START

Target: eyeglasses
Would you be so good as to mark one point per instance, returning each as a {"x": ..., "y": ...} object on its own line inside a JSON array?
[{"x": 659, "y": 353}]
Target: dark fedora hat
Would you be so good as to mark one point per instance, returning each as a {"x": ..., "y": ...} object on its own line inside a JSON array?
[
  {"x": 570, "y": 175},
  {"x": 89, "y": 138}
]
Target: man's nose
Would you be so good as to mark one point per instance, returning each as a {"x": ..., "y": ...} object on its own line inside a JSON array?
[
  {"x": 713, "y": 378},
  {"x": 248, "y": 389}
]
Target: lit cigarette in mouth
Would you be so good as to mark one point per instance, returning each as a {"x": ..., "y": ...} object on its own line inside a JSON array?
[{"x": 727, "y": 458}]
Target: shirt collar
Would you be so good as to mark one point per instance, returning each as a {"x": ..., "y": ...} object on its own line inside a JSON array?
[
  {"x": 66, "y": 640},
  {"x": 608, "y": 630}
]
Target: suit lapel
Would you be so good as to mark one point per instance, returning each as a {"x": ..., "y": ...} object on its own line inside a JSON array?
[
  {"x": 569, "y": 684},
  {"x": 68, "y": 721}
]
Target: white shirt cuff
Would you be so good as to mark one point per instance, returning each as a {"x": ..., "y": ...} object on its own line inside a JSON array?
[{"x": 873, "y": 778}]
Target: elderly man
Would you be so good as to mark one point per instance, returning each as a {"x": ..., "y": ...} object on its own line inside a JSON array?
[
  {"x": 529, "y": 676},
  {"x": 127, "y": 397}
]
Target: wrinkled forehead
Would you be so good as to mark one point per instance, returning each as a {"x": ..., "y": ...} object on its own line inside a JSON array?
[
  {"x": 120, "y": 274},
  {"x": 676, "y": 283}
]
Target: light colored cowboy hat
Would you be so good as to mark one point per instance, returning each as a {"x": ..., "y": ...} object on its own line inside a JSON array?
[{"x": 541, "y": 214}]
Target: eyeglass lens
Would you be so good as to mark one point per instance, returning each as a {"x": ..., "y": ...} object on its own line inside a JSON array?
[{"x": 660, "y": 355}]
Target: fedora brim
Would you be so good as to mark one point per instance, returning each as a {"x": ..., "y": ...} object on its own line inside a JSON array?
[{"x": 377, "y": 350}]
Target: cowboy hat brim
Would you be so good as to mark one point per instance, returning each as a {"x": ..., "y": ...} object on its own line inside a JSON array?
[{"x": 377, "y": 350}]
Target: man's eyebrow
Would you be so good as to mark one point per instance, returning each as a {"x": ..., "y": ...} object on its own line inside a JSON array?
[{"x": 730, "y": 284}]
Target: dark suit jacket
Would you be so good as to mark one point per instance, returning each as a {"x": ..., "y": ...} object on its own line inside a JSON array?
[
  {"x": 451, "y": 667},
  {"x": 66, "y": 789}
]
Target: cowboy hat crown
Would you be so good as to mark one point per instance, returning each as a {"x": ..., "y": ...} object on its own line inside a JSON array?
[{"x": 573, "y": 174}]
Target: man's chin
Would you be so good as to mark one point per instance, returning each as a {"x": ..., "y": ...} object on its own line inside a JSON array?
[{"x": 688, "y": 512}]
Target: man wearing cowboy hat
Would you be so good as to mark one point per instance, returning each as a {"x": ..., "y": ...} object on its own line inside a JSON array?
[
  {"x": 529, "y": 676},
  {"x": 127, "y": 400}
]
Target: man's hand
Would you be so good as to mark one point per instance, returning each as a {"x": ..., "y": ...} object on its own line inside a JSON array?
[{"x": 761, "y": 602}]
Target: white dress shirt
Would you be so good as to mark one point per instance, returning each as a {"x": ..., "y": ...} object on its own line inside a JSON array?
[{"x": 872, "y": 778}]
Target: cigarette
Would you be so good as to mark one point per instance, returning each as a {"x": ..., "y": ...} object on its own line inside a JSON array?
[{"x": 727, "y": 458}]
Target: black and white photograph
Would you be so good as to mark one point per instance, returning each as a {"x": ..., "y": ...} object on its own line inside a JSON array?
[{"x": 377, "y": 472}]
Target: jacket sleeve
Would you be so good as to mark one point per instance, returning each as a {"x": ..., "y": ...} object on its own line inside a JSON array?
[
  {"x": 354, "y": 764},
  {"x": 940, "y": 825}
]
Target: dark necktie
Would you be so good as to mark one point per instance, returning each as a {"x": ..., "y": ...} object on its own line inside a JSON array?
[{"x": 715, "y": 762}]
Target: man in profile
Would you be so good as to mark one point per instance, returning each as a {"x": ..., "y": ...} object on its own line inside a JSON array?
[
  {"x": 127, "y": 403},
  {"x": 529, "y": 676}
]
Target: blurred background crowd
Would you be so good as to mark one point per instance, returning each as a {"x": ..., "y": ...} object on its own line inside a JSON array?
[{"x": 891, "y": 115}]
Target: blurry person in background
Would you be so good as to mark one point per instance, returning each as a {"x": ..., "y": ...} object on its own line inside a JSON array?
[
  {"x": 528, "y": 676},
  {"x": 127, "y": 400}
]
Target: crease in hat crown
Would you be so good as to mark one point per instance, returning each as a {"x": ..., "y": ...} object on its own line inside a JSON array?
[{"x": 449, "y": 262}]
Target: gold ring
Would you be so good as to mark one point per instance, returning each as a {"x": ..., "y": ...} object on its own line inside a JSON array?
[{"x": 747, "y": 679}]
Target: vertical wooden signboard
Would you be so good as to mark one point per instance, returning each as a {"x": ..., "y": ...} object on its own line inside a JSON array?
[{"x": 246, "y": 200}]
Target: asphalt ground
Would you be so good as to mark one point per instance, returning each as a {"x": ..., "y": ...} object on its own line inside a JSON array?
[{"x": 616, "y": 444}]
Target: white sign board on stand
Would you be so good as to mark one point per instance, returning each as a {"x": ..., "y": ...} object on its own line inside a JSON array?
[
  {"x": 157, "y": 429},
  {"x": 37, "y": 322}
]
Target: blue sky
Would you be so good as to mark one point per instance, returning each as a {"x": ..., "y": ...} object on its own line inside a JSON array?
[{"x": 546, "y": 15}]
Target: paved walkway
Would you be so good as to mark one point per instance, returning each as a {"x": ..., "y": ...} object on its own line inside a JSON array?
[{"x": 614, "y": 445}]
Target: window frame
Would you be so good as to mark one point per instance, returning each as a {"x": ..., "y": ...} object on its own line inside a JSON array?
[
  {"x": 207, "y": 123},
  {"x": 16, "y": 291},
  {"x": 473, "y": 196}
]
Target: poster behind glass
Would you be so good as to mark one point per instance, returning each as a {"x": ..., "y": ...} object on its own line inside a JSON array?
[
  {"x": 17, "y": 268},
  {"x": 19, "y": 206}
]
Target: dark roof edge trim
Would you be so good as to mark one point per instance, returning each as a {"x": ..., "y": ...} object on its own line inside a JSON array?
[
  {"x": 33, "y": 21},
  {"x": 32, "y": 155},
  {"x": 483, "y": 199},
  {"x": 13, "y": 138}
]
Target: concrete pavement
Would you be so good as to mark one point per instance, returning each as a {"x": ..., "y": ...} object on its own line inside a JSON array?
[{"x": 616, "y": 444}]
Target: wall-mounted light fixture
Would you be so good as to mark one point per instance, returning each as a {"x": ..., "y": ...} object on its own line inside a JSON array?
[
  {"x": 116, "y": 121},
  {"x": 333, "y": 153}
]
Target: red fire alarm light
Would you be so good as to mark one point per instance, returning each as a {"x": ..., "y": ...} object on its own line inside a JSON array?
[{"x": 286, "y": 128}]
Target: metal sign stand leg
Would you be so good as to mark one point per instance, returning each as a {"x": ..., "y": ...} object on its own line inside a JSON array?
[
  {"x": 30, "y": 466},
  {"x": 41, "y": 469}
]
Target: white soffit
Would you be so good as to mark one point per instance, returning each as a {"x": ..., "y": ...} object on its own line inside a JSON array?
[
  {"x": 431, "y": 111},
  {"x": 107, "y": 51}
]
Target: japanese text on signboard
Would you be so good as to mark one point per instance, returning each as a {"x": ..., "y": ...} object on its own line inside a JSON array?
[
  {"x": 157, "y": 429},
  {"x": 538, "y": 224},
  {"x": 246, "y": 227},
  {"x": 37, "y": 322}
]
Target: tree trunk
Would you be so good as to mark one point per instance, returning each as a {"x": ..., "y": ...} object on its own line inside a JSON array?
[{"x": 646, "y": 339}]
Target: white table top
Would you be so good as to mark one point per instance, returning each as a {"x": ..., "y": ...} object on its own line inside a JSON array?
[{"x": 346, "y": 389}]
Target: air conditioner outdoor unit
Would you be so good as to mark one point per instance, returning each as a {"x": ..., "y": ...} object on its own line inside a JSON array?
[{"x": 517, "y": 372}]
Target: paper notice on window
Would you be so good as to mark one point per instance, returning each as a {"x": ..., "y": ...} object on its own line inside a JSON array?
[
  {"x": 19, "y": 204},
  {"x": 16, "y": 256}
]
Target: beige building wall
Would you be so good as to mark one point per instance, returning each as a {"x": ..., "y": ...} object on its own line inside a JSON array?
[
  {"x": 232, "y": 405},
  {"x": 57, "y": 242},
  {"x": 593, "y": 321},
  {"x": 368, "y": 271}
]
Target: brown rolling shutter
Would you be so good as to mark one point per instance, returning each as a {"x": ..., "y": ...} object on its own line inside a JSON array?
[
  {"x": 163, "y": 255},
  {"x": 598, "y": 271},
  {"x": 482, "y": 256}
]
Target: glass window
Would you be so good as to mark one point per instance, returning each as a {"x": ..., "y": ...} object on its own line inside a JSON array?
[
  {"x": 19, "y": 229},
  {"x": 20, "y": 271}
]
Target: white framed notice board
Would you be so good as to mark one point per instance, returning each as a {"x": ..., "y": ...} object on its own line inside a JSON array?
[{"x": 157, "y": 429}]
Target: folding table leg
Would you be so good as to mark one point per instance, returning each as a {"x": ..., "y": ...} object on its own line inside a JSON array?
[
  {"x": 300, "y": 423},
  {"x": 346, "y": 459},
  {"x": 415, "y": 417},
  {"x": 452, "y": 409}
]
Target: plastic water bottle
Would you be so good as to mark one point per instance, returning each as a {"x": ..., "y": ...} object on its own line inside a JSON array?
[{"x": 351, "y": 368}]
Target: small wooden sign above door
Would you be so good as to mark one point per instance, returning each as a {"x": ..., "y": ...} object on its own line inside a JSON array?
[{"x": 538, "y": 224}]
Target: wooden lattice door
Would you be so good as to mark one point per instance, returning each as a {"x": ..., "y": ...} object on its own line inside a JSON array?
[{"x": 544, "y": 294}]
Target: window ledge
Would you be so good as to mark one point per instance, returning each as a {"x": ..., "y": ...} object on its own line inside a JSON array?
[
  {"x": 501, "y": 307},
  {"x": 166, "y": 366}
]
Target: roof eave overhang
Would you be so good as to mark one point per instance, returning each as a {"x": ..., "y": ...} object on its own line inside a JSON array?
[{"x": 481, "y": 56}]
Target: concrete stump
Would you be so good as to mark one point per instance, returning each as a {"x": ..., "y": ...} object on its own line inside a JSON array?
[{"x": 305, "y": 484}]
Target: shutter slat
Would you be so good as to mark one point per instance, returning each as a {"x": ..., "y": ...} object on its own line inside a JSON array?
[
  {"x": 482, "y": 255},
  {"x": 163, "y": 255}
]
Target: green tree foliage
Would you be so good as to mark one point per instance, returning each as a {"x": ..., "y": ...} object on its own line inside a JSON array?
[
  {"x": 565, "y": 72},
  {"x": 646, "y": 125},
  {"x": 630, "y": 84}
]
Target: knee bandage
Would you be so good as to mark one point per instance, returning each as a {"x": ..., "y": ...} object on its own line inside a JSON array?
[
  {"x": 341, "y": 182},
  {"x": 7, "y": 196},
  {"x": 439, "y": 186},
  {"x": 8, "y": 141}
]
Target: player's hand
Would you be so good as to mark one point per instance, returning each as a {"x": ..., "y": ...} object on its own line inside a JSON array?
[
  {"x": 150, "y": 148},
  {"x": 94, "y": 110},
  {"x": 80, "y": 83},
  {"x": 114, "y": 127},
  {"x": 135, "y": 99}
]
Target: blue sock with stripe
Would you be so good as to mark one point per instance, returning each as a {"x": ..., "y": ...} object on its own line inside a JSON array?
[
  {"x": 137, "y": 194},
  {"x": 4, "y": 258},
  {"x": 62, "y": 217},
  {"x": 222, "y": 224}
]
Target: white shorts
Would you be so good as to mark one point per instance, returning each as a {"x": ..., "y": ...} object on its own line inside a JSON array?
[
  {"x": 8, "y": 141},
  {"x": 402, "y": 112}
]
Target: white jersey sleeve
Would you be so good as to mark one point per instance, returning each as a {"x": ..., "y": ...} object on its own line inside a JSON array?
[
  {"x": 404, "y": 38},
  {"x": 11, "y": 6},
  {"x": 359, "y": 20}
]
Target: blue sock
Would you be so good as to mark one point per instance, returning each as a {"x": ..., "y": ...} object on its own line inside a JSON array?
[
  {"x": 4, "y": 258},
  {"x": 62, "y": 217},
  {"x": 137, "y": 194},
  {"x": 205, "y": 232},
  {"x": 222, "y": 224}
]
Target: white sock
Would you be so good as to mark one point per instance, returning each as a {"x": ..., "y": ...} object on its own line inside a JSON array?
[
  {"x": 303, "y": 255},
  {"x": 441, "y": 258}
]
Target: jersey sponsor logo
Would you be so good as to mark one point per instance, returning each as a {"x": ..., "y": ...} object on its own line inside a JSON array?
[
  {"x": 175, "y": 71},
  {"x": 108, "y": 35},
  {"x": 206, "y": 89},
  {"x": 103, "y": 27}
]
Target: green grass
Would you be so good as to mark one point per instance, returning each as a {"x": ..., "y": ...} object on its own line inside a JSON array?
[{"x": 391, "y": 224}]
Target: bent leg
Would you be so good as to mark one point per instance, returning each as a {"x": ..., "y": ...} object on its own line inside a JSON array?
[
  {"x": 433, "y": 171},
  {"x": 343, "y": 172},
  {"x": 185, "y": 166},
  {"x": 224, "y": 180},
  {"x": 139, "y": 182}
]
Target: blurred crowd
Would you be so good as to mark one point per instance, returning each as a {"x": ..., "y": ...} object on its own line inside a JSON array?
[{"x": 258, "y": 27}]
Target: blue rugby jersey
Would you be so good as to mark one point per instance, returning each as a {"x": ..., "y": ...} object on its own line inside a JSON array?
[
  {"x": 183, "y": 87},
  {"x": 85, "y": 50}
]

END

Put the data from the line with "Target: blue rugby jersey" through the last line into a Markdown table. Use the columns Row and Text, number each line, and skip any blank lines.

| Row | Text |
|---|---|
| 1 | Target: blue rugby jersey |
| 2 | Would you be so good as to mark one point per instance, returning each as a {"x": ..., "y": ...} object on its own line inside a JSON array? |
| 3 | [ |
| 4 |   {"x": 183, "y": 87}, |
| 5 |   {"x": 85, "y": 50} |
| 6 | ] |